Selected text:
Big Data represents an advanced form of BI that early adopters are currently experimenting with.  While Big Data is often referred to as a distinct market opportunity, I consider it to be an extension of this broader trend of conducting more analytics.  This benefits INFA because they provide the pipes through which to quickly connect all of the source systems to the analytic systems.  INFA is well positioned to serve Big Data initiatives for two reasons.  The first is that there there are six different types of new analytic platforms that can be used to conduct Big Data analyses, and users are just beginning to determine which platforms are best suited to address various needs.  PowerCenter, Big Data Edition is thus particularly attractive for creating the related integrations because it allows users to map the data once and then quickly redeploy the integration to a new analytic platform if needed (See “Data Mapping” in the glossary).  A second advantage PowerCenter offers with Big Data projects applies specifically to one of the six new types of analytic platforms that is called Hadoop (See “Apache Hadoop” in the glossary).  Hadoop allows users to harness thousands of computer processors to analyze a vast amount of data, but creating integrations for it requires learning its programing language, MapReduce.  MapReduce is a relatively new programming language, so there isn’t a wide set of developers who are already fluent with it.  PowerCenter, Big Data Edition allows users to sidestep the need to learn this language by simply creating the integration within PowerCenter which, by contrast, already has a large population of experienced users. 

A longer-term growth opportunity could come from a recently introduced iteration of INFA’s core technology called “Vibe.”  When INFA started about 20 years ago, their goal was to abstract away the details of the underlying processing environment from what developers were trying to do with the data.  The goal of abstracting details like the OS, HW platform and Database environment was to make it easier to create an integration and ensure that this integration would be future-proof so that if the processing environment changed, the integration could easily adapt.  This concept of abstracting away the details so that developers could easily access and use data has grown more compelling as computing environments have grown radically more complex over the last two decades.

Material supplied:

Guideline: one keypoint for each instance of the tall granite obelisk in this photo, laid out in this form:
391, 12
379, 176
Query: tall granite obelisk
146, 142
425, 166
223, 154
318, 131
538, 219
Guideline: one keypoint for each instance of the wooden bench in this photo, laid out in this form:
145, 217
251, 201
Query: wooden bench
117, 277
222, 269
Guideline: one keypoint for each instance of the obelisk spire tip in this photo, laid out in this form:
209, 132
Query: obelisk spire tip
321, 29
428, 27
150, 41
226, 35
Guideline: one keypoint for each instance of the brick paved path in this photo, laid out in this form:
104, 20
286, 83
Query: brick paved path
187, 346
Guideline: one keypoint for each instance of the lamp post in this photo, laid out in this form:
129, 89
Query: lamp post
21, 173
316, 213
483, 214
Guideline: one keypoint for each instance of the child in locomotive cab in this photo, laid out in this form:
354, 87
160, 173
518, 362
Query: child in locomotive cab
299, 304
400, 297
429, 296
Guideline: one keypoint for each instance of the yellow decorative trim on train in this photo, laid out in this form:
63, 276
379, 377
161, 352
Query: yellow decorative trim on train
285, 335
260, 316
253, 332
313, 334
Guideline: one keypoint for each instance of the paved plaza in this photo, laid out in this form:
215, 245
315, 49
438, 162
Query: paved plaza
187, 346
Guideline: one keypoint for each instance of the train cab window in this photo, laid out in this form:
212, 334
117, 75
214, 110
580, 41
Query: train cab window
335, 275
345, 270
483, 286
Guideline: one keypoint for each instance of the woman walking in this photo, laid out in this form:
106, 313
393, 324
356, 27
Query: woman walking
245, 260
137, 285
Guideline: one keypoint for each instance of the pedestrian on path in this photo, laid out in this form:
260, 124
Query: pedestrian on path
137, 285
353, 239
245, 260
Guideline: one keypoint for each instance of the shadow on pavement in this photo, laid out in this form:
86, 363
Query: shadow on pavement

Required tasks:
A: In the INFA passage, restate the part starting at "A longer-term growth" and ending at "last two decades.", switching "developers" to "programmers".
B: Which details of the underlying processing environment does the INFA passage name as ones INFA aimed to abstract away?
C: Answer these questions about the INFA passage:
(i) How many types of new analytic platforms can be used for Big Data analyses?
(ii) Which programming language must be learned to create integrations for Hadoop?
(iii) About how long ago did INFA start?

Results for the exercise:
A:
A longer-term growth opportunity could come from a recently introduced iteration of INFA’s core technology called “Vibe.”  When INFA started about 20 years ago, their goal was to abstract away the details of the underlying processing environment from what programmers were trying to do with the data.  The goal of abstracting details like the OS, HW platform and Database environment was to make it easier to create an integration and ensure that this integration would be future-proof so that if the processing environment changed, the integration could easily adapt.  This concept of abstracting away the details so that programmers could easily access and use data has grown more compelling as computing environments have grown radically more complex over the last two decades.

B:
OS
HW platform
Database environment

C:
(i) Six
(ii) MapReduce
(iii) About 20 years ago